- **Problem details**
Would it be possible to reproduce every entry exactly, please?

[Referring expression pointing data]

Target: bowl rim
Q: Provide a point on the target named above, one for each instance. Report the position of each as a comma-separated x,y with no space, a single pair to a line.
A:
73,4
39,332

- **Answer below**
Target: bowl rim
Q: Provide a point on the target named above, one for each instance. Report the position of each as a comma-separated x,y with no space, a single pair to a line.
A:
73,4
39,332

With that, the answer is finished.